Problem 1. Sum up the favorite-movies article in two sentences.
Problem 2. Name every actor mentioned in the favorite-movies article.
Problem 3. Please write the next part of the favorite-movies article, carrying on after its Memento entry.

Hoai-Tran Bui’s Favorite Movies of All Time

5) Pan’s Labyrinth

Pan's Labyrinth

Haunting and horrifying, Pan’s Labyrinth is perhaps the only movie on my list that I’ve felt the need to see only once (I still get nightmares about the Pale Man). With Pan’s Labyrinth, Guillermo del Toro tapped into the best and worst of fairy tales, imbuing the movie with a nightmarish, lush visual style that cements him as one of my favorite directors. See, the wonderful thing that del Toro captures about fairy tales in Pan’s Labyrinth is not the happy ending, but the boogeyman that the story hides underneath. Many fairy tales in their original form are metaphors for adolescence or warnings for young women to beware of the dangers of the world (Red Riding Hood is a cautionary tale about both sexual awakening and sexual predators) — and Pan’s Labyrinth manifests these metaphors and brings them into the reality of a war-torn 1944 Spain. Many call Pan’s Labyrinth the subversive fairy tale, but I think it’s the most loyal rendition of the original, dark and twisted fairy tales on the silver screen.

4) Before Sunset

Before Sunset

In an act of cinematic sacrilege, I actually watched Before Sunset before I was even aware that Before Sunrise existed. But I was immediately enraptured by the story of Jesse (Ethan Hawke) and Celine (Julie Delpy), whose verbal sparring hid a wounded romance underneath the surface. Taking place in real time over the course of an afternoon in Paris, the two former lovers get slowly reacquainted, alternately jabbing at and flirting with each other while philosophizing about life, love and humanity. There’s an immediacy present in Before Sunset that is not in the other Before entries, and arguably most of Richard Linklater’s other works. It’s not just because of the limited time frame in which Jesse and Celine can spend time together, but the fact that these two dreamers from Before Sunrise have now lived in the world, and are now bound to its realities. But there’s still a sense of hope for reconciliation and redemption apparent throughout the film, which makes it easier to swallow than the depressing Before Midnight.

3) Memento

Memento

Christopher Nolan’s best movie is still one of his earliest. Memento is so tight and methodical down to the tiniest detail – it’s like watching a master clockmaker at work. Starring Guy Pearce as Leonard, a vengeful amnesiac hunting down the man who raped and killed his wife, Memento is absolutely riveting as both a neo-noir and a character study on the drive for revenge. The two alternating timelines, one going forward, one going backwards, plays into Leonard’s jumbled perceptions and his struggle to differentiate truth from reality. It’s a mind-bending and gripping film that proves that Nolan works best on a smaller scale, when the his lofty ideas aren’t weighed down by blockbuster budgets.

Dataset content.
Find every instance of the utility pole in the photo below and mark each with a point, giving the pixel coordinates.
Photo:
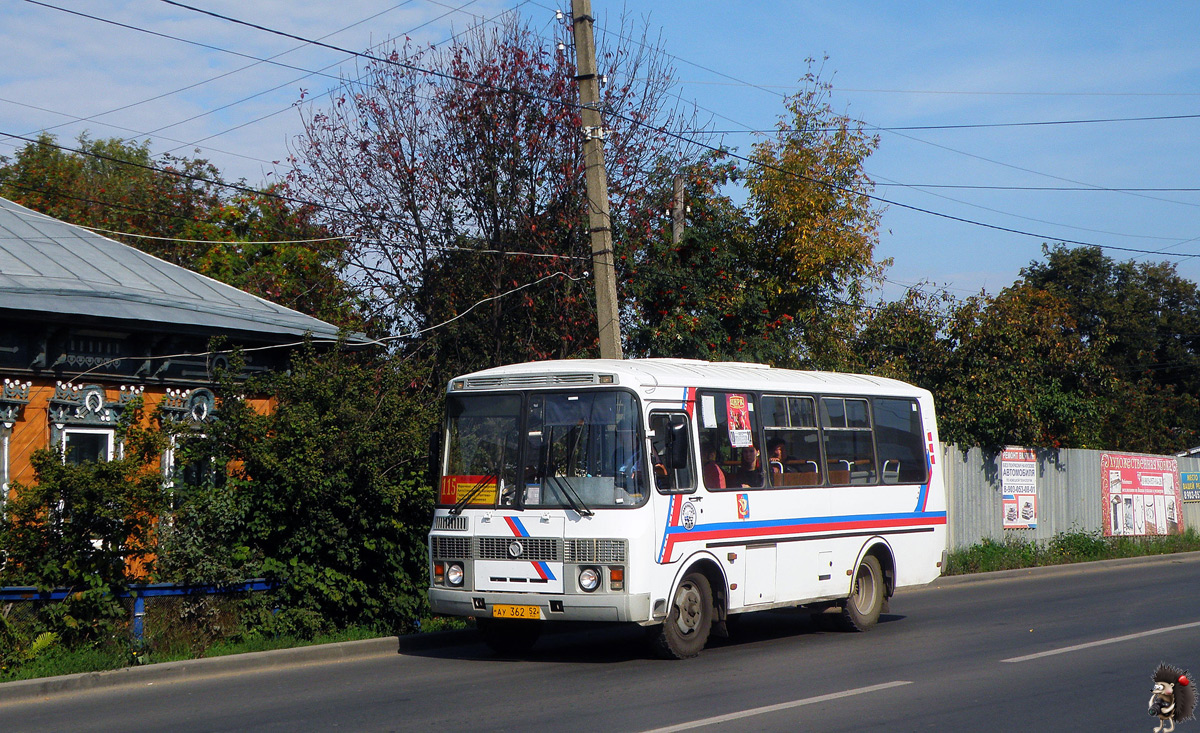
(677, 210)
(599, 222)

Answer space 1. The article covers entries five through three of Hoai-Tran Bui's favorite movies of all time: Pan's Labyrinth, Before Sunset and Memento. Pan's Labyrinth is called the most loyal rendition of the original, dark fairy tales, Before Sunset follows Jesse and Celine getting reacquainted over an afternoon in Paris, and Memento is named Christopher Nolan's best movie.

Answer space 2. Ethan Hawke, Julie Delpy, Guy Pearce

Answer space 3.
2) Spirited Away

Spirited Away

I can praise for hours the stunning animation in Hayao Miyazaki’s magnum opus, Spirited Away. I can laud the lovely coming-of-age story of the main character, the stubborn Chihiro. I can compliment the wealth of symbolism, the eye-opening depictions of Japanese spirituality, that breathtaking flying sequence.

But my favorite part of Spirited Away is perhaps its quietest and most mundane: the virtually silent four-minute scene — except for the melancholy score by Joe Hisaishi — in which Chihiro sits on a train, looking out at the flooded landscape and the crowd of faceless spirits walking in and out of each other’s lives. It doesn’t seem to have anything to do with the rest of the ostentatious plot — in fact, it could easily be plucked out and you wouldn’t notice. But to me, it’s the heart of Spirited Away and its musings on youth, loss of innocence, and life and death. It also embodies to me what animation has lost nowadays: the ability to stop, take a breath, and just let the story play out.

1) Eternal Sunshine of the Spotless Mind

Eternal Sunshine of the Spotless Mind

There’s no better movie for me than a good love story, except for perhaps, a sad love story. And not a sad story torn apart by tragedy, or cancer, or Nicholas Sparks — sad story in which the biggest obstacle is reality. Eternal Sunshine of the Spotless Mind, for all of its bold visual flairs, time-warping narrative structure and fantastic performances by Jim Carrey and Kate Winslet, is at its heart, a sincere and bittersweet love story — one in which our two main characters, Joel and Clementine, find themselves repeating the same mistakes over and over again, for love. But despite discovering the truth of their wiped memories and their scattered romance, they would do it again, every time. It’s so sad, and real, and human.